### Assigned task
The data that follows is to be copied exactly, with each image removed.
[Dataset extract — start]
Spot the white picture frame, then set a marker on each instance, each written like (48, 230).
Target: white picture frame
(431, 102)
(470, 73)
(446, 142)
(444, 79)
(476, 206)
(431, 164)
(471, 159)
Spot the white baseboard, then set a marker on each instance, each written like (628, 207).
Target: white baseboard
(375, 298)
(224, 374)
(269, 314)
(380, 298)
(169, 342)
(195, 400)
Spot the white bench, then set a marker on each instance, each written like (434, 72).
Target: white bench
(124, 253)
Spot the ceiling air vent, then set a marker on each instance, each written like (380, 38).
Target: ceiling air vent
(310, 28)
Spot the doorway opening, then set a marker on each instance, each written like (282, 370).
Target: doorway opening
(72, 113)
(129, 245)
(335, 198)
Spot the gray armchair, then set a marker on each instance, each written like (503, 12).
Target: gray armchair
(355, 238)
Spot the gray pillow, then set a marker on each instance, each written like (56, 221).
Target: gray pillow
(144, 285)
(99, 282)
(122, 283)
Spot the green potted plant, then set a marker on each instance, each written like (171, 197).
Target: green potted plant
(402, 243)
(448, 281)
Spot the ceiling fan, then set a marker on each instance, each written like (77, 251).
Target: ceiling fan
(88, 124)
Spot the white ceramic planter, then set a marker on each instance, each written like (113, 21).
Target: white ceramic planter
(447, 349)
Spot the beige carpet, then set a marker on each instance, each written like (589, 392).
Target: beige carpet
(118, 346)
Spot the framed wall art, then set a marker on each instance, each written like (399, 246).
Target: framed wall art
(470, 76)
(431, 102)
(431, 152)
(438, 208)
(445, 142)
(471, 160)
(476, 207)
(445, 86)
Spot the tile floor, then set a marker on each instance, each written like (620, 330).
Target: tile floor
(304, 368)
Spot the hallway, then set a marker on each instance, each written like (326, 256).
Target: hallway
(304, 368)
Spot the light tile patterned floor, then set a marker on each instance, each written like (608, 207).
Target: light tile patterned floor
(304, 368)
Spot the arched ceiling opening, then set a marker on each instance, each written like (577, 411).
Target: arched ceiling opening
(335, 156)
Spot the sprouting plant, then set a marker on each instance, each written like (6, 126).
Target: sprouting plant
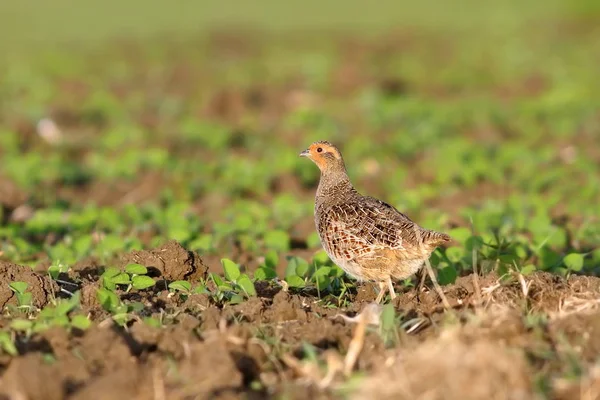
(58, 313)
(184, 288)
(24, 298)
(267, 270)
(134, 277)
(7, 343)
(235, 286)
(139, 279)
(57, 268)
(121, 312)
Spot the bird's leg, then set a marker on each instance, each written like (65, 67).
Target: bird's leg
(391, 287)
(382, 289)
(421, 285)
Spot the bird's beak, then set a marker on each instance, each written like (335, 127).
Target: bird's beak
(305, 153)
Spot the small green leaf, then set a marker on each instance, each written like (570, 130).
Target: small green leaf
(181, 286)
(264, 274)
(64, 306)
(217, 279)
(295, 281)
(110, 272)
(574, 261)
(107, 299)
(80, 322)
(19, 287)
(135, 307)
(460, 234)
(236, 299)
(200, 289)
(136, 269)
(278, 240)
(455, 254)
(388, 317)
(153, 322)
(271, 259)
(300, 266)
(24, 299)
(321, 277)
(21, 324)
(447, 275)
(528, 269)
(246, 284)
(231, 269)
(321, 258)
(121, 279)
(140, 282)
(7, 345)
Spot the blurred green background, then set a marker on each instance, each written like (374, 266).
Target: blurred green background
(27, 24)
(143, 121)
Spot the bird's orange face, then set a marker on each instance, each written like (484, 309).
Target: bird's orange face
(323, 154)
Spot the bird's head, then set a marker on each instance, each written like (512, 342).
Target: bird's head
(325, 155)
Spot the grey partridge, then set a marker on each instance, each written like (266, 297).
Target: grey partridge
(366, 237)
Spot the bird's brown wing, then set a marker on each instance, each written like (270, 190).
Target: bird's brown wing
(370, 228)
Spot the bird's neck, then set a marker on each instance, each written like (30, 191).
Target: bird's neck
(334, 185)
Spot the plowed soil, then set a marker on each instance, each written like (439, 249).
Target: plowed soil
(486, 346)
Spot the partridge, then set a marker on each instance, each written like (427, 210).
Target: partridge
(366, 237)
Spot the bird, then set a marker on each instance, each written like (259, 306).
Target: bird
(366, 237)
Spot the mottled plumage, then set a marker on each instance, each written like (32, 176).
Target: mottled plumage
(366, 237)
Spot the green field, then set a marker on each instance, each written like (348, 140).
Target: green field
(156, 223)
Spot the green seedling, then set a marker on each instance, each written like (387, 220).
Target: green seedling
(56, 314)
(236, 285)
(267, 270)
(7, 344)
(134, 277)
(121, 312)
(184, 288)
(24, 298)
(57, 268)
(139, 280)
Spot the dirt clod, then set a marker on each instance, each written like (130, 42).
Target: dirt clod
(171, 260)
(40, 286)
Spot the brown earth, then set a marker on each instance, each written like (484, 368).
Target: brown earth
(488, 345)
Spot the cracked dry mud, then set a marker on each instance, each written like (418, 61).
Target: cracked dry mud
(207, 350)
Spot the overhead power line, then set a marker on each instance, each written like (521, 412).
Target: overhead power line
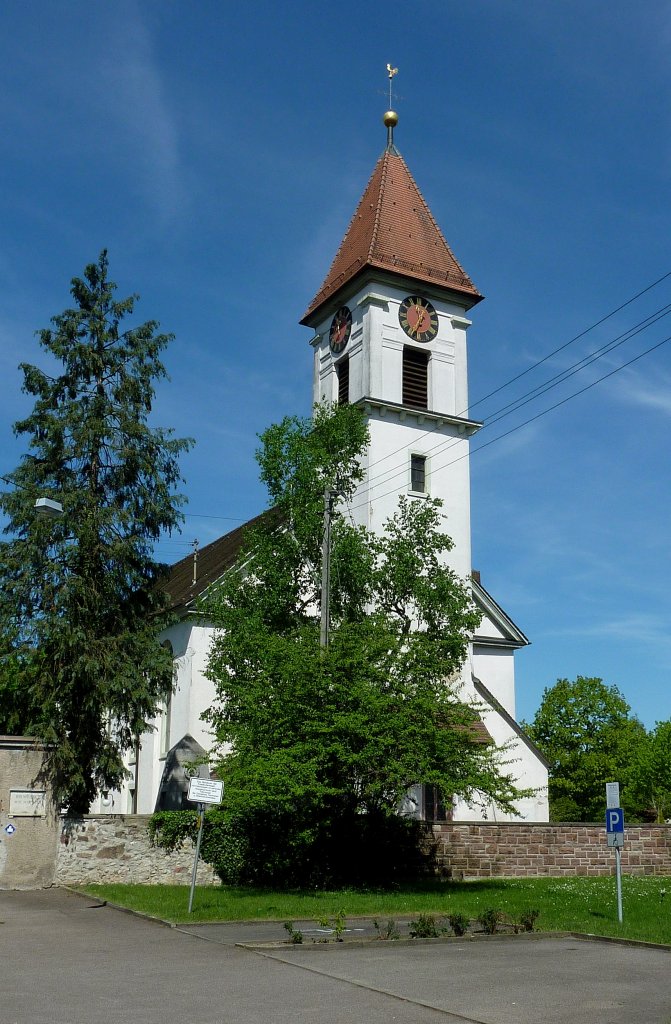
[Dataset extract — finish]
### Result for this exercise
Spot the white picture frame, then set a marker on each instance, each written like (48, 230).
Target: white picture frame
(431, 102)
(470, 73)
(446, 142)
(444, 79)
(476, 206)
(431, 164)
(471, 159)
Spot the white baseboard, then set a marker on each instance, each written like (628, 207).
Target: white baseboard
(375, 298)
(224, 374)
(269, 314)
(380, 298)
(169, 342)
(195, 400)
Spot the white bench, then set a marker on each instance, each written like (434, 72).
Target: white bench
(124, 253)
Spot the ceiling air vent, then set a marker on each instance, each written like (380, 38).
Target: ceiling air vent
(310, 28)
Spot the doorway opening, then set a marker on each instance, each written like (282, 370).
Target: doorway opening
(72, 113)
(129, 245)
(335, 198)
Spot the gray armchair, then set a marker on each instance, each written like (503, 12).
Target: gray armchair
(355, 238)
Spot the gray pillow, then set a marker on each instance, each written like (56, 221).
Target: gray pillow
(144, 285)
(99, 282)
(122, 283)
Spot the green potted plant, then set a marker on each instance, each written like (171, 197).
Target: green potted plant
(402, 243)
(448, 281)
Spot the ceiling fan, then set a marker on each instance, each written like (77, 251).
Target: ceiling fan
(88, 124)
Spot the white ceramic planter, then set a marker on each instance, each written like (113, 21).
Target: white ceramic planter
(447, 349)
Spot the beige carpet, then set a marker on each instance, each written like (589, 392).
Target: beige carpet
(118, 346)
Spot the framed wall art, then set a marker on each instance, each written like (399, 246).
Target: framed wall art
(470, 76)
(431, 102)
(431, 152)
(438, 208)
(445, 142)
(471, 160)
(476, 207)
(445, 86)
Spot the tile floor, then set a marker on each instance, each written like (620, 330).
Target: tile floor
(304, 368)
Spot the hallway, then set a marker on each instance, each written like (326, 256).
Target: hallway
(304, 368)
Spot the light tile patterned floor, then set a marker on each instance, each written like (608, 207).
Target: light tile patterned floor
(304, 368)
Spot the arched ceiling opening, then set a marker on each instance, each written like (577, 411).
Target: arched ceiling opening
(335, 156)
Spot the sprouting plant, then set a marker on each instance, each written like (6, 126).
Target: sprouting plant
(58, 313)
(184, 288)
(24, 298)
(267, 270)
(134, 277)
(7, 343)
(235, 286)
(139, 279)
(57, 268)
(121, 312)
Spot the bird's leg, then set a marker on each instance, each written like (65, 67).
Target: bird's leg
(391, 287)
(382, 289)
(421, 285)
Spot the bird's beak, then set a marker on each instance, each written like (335, 127).
Target: bird's beak
(305, 153)
Spot the small green leaf, then set a marker on each instance, each written like (570, 130).
Target: small green leaf
(181, 286)
(264, 274)
(64, 306)
(217, 279)
(295, 281)
(110, 272)
(574, 261)
(107, 299)
(80, 322)
(19, 287)
(135, 307)
(460, 234)
(236, 299)
(200, 289)
(136, 269)
(278, 240)
(455, 254)
(388, 317)
(153, 322)
(271, 259)
(300, 266)
(24, 299)
(321, 277)
(21, 324)
(447, 275)
(528, 269)
(246, 284)
(231, 269)
(321, 258)
(121, 279)
(140, 282)
(7, 345)
Spot the blurred green background, then set a marker on each instance, each written like (374, 266).
Target: blurred green background
(27, 24)
(143, 121)
Spot the bird's orange face, then set a marker on each instance, each written like (484, 309).
Target: bird's orange face
(323, 154)
Spot the bird's head, then set a marker on each instance, each written like (512, 342).
Target: bird's head
(325, 155)
Spot the grey partridge, then set a marker on each instance, each written like (266, 297).
Target: grey partridge
(366, 237)
Spot the bird's brown wing, then set a marker on each instance, each written like (270, 190).
Target: bird's brown wing
(370, 228)
Spot the bird's neck, then set a marker on each instance, each written like (30, 191).
Target: bird's neck
(334, 185)
Spot the plowed soil, then set a marker on each instance, each written like (439, 249).
Target: plowed soil
(486, 346)
Spot the partridge, then set a marker on each instance, each written like (427, 210).
Target: partridge
(366, 237)
Spot the bird, then set a marker on each instance, each written like (259, 306).
Target: bird
(366, 237)
Spot the mottled plumage, then set a marker on each instance, each written like (32, 176).
Target: mottled plumage
(366, 237)
Spot the green field, then set a marker on each instance, each written like (348, 140).
Target: green field
(156, 223)
Spot the green seedling, then set a marker on each instance, each written like (387, 220).
Target: green seedling
(56, 314)
(236, 285)
(267, 270)
(7, 344)
(134, 277)
(121, 312)
(184, 288)
(24, 298)
(57, 268)
(139, 280)
Spot the dirt clod, then set a marker on each instance, each written like (130, 42).
Target: dirt clod
(171, 260)
(40, 286)
Spot the brown earth, then set a marker on each instance, each written like (484, 368).
Target: brown earth
(488, 345)
Spot the cracked dry mud, then set a marker on each instance, each written like (418, 61).
Target: cracked dry mud
(207, 350)
Spot the overhead power line, then set a marker on each instance, each written like (521, 412).
Target: overhead power line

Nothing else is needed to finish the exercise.